# DATA FOR THE TASK
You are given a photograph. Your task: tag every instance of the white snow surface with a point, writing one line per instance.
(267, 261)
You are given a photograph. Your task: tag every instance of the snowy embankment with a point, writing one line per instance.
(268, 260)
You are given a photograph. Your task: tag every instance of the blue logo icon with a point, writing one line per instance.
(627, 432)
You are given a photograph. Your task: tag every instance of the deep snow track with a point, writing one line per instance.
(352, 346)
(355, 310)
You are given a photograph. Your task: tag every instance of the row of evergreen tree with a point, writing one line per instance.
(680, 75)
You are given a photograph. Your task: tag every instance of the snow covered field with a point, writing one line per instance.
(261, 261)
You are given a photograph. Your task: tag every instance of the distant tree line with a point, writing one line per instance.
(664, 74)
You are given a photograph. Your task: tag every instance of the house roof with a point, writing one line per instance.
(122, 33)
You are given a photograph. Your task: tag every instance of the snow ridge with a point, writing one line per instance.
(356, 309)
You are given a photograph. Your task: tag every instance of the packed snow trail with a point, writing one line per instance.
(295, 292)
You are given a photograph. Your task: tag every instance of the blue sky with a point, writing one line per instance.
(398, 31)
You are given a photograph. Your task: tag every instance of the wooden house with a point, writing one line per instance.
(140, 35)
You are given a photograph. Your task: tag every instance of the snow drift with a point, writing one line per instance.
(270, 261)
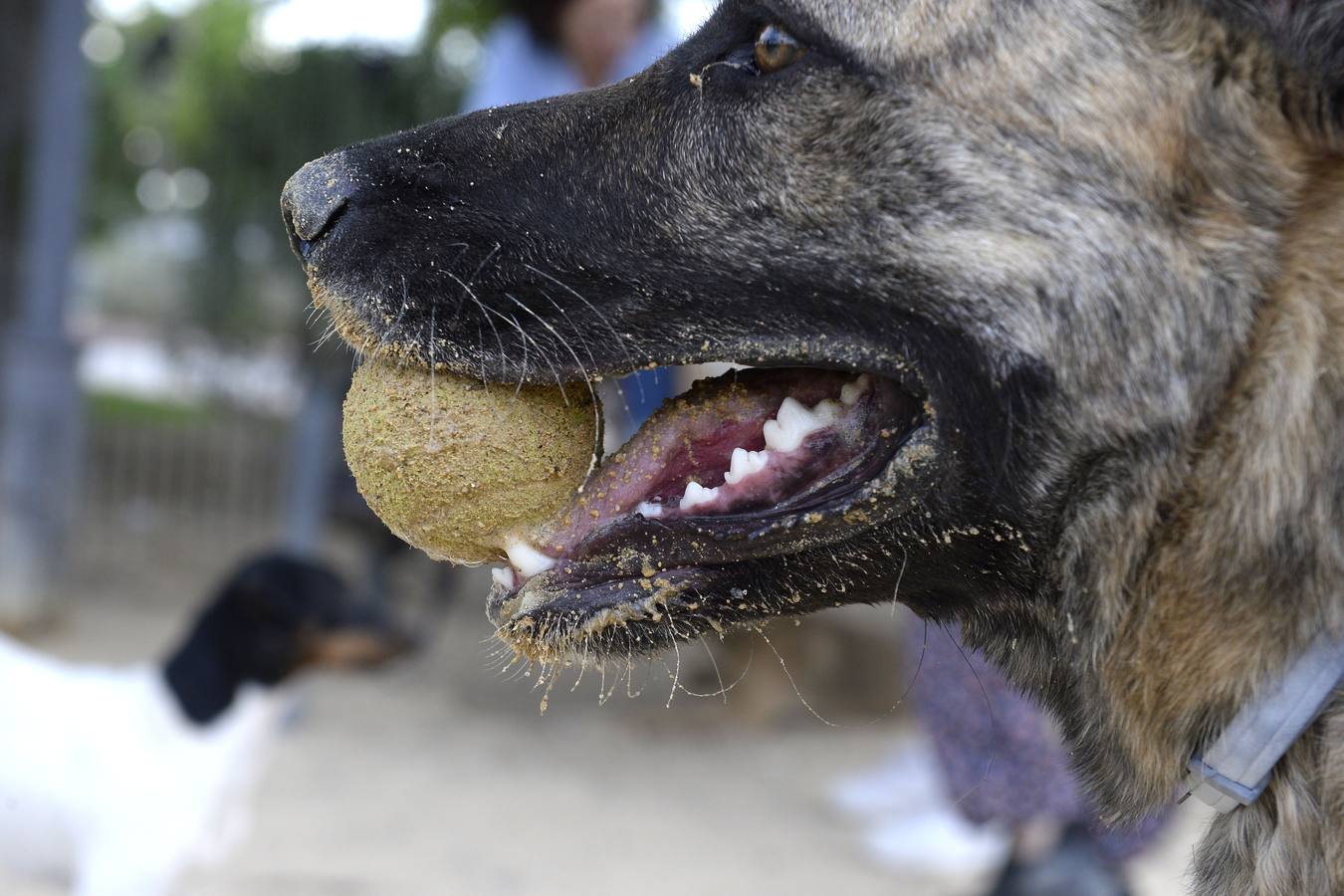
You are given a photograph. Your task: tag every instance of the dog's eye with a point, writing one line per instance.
(776, 49)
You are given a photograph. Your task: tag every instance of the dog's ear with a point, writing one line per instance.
(1306, 38)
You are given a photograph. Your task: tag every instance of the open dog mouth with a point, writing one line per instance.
(749, 466)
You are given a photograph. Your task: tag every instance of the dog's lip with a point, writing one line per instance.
(637, 568)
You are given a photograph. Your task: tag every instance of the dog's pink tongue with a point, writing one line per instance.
(737, 442)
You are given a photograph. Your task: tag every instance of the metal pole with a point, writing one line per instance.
(39, 400)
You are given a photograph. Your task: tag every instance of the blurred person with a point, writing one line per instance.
(550, 47)
(123, 778)
(994, 787)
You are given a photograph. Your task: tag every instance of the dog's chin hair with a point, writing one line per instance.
(357, 334)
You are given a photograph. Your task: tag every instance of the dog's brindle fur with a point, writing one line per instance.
(1109, 235)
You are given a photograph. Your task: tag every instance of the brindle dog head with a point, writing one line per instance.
(1051, 227)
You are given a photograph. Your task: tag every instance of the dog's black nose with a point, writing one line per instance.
(314, 200)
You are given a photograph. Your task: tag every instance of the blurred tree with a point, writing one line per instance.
(198, 118)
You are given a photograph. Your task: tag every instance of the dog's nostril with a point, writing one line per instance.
(314, 200)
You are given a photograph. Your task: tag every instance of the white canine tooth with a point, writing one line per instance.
(527, 559)
(790, 426)
(849, 392)
(826, 411)
(696, 495)
(745, 464)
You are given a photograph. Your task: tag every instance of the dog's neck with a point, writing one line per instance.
(1260, 497)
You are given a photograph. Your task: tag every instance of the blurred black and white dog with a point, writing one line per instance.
(122, 778)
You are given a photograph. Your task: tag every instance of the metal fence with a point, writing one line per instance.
(154, 491)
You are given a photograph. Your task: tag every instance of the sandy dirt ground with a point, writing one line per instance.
(441, 778)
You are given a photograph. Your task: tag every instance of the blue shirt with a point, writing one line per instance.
(518, 69)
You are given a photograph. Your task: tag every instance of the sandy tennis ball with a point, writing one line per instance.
(460, 469)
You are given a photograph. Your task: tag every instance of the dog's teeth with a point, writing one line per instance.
(849, 392)
(826, 411)
(745, 464)
(527, 559)
(793, 414)
(790, 426)
(696, 495)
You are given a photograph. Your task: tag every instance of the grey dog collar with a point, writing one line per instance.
(1235, 768)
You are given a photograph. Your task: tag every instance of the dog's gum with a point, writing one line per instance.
(459, 469)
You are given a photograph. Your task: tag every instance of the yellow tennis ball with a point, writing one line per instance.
(457, 468)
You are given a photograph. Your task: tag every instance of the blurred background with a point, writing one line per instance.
(168, 407)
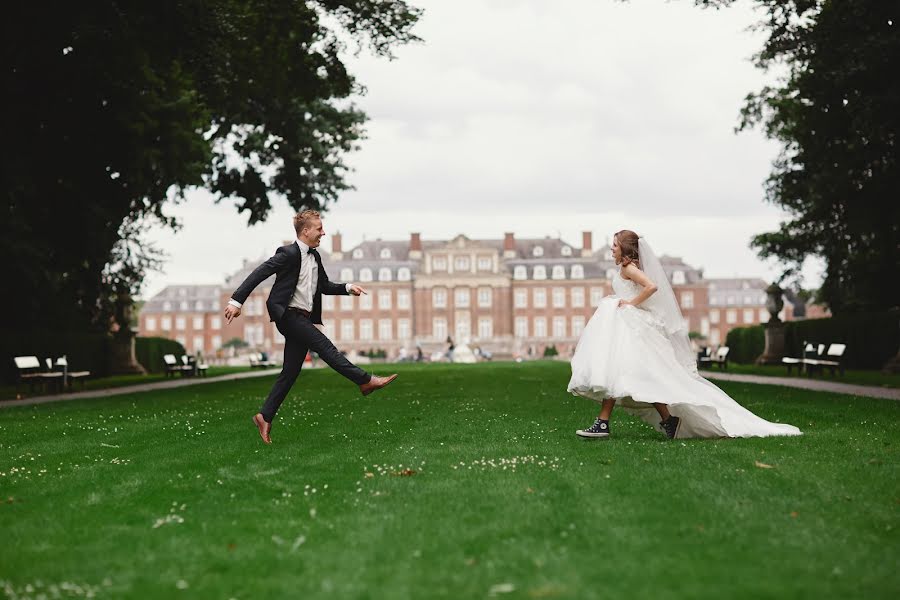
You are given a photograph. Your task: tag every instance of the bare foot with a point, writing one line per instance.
(376, 383)
(263, 426)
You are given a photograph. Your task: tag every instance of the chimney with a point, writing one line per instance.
(415, 246)
(509, 245)
(336, 252)
(586, 243)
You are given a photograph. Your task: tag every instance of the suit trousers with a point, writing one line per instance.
(301, 336)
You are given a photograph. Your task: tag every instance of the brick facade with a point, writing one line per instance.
(509, 296)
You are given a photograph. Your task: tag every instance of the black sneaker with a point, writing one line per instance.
(599, 429)
(670, 426)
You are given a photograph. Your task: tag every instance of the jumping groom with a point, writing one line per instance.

# YOUR INSTRUCTIONS
Generate a word-for-word copy of the preceding records, excluding all pictures.

# EXERCISE ANSWER
You are given a photograph. Your task: tag every instance of the white snow surface with a point, writing one line per instance.
(267, 261)
You are given a photograph. Your task: tag every instance of the snowy embankment with a point, writing one line per instance.
(268, 260)
You are given a photograph. Your task: tag every instance of the blue logo icon with a point, writing one line per instance.
(627, 432)
You are given a photograph. Your task: tag every instance of the deep snow track with a point, writing one line per instance.
(352, 346)
(355, 310)
You are given a photograph. Your task: tag every instance of the row of evergreen tree with a point, writing one line per instance.
(680, 75)
You are given a photograph. Your task: tag every instance of the snow covered field with a point, writing one line per instance.
(261, 261)
You are given a photograph. Your task: tag every instance of the distant tree line with a point, writing one line per instance.
(664, 74)
You are given a photograph. Your task: tag every instance of the house roof with a point, writing one line per instance.
(122, 33)
You are given a photograph. Your task: tag every instance of the snow ridge with a point, writing one line per instance.
(356, 309)
You are given a photograph. Your task: tag every instance of the packed snow trail with a point, writing one line per instance.
(295, 292)
You are given a photograph. Your task: tag every instance of the blue sky with a point, writing one line per instance.
(398, 31)
You are given a photograph. Your task: tag every instance of the wooden house with a point, writing one line per instance.
(140, 35)
You are given a photograph. Your task: tag every instance of the snow drift with a point, writing one line per instance.
(270, 261)
You are given a photograph. Your task: tag every instance of the dog's eye with a point, writing one line per instance.
(776, 49)
You are given a photograph. Your task: tag every instance of the dog's ear with a point, writing one line per instance.
(1306, 38)
You are given a photograph. Your task: tag every instance of the open dog mouth with a point, writing one line per instance.
(749, 466)
You are given a photograph. Your task: tag every instance of the dog's lip with a point, writing one line per instance.
(637, 568)
You are given a photograph. Your task: tag every instance of the dog's pink tongue with a point, writing one line per instance.
(737, 442)
You are given a photograph. Your task: tag every instance of the metal pole with a point, writing one line per instance.
(39, 400)
You are given a photograph. Your task: tag every instance of the blurred person with a point, writing one line per instance.
(550, 47)
(123, 778)
(994, 787)
You are given a photograph. Your task: tag every instance of the dog's chin hair with a point, writing one line per instance.
(357, 334)
You are given a photograph. Your task: tag every instance of the dog's brindle fur with a point, writing one line per instance.
(1109, 235)
You are given a photograph. Your task: tag every instance of the brindle dog head with a point, writing one line per instance.
(1051, 227)
You are given a photograph. Your task: tag every instance of the dog's black nose with a point, writing one line per instance.
(314, 200)
You are given a photograph. Your task: tag every instance of the blurred tree with a point, writing one line per instance.
(198, 118)
You are given a photograph. Your task: tag every instance of the dog's nostril with a point, writing one line per instance.
(314, 200)
You are given a photograph. Your task: tag every instance of the white canine tooth with a point, writing one line per instance.
(527, 559)
(790, 426)
(849, 392)
(826, 411)
(696, 495)
(745, 464)
You are given a photograph. Your task: tag every instance of the dog's neck with a point, writing one line per instance.
(1260, 497)
You are given a photograph. Your task: tag every instance of the blurred black and white dog with a point, writing one line per instance.
(122, 778)
You are given a photograph. Your task: tag every instance of the metal fence with a point, writing one line per instance.
(154, 491)
You are given a photograph. Your task: tag every instance of the sandy dirt ground with a point, writing one line per instance.
(441, 778)
You are given a photograph. Your task: tag every instance of the blue shirt with a point, writing one line per instance.
(518, 69)
You are given a photograph. Your task: tag every instance of the sandy tennis ball with a point, writing one line per instance.
(460, 469)
You are given a photograph. Your task: tag every instance of the dog's teeth with a point, writing one line per instance.
(849, 392)
(826, 411)
(745, 464)
(527, 559)
(793, 414)
(790, 426)
(696, 495)
You are given a photograph. Your task: tag every instance of the grey dog collar with a point, writing one line per instance.
(1235, 768)
You are given a photograph. Your task: tag every instance of the dog's gum with a point, writing one line per instance.
(459, 469)
You are given a photograph. Your task: tag every instance of the yellow tennis ball with a point, writing one line per instance.
(457, 468)
You are given a photograph. Your task: tag every instance of the blurred background with a point, writing one line per instance.
(168, 407)
You are given a photograph. Your task: tag every instance of the bare foot with a point, writing one line per instance.
(376, 383)
(263, 426)
You are given a photograph. Your task: tag every instance of the chimney with a point, writing one line per instance.
(415, 246)
(509, 245)
(336, 252)
(586, 243)
You are given a photograph. Your task: tag every instance of the suit trousers with a point, writing one line per instance.
(301, 336)
You are given a photograph. Your task: tag every instance of the brick facade with a point, writing one line per instance.
(509, 296)
You are given a photograph. Your task: tag every instance of the black sneaker with a point, writing one line per instance.
(599, 429)
(670, 426)
You are given a photograph. Your task: tag every instance of the jumping groom with a point, writing one line per instance.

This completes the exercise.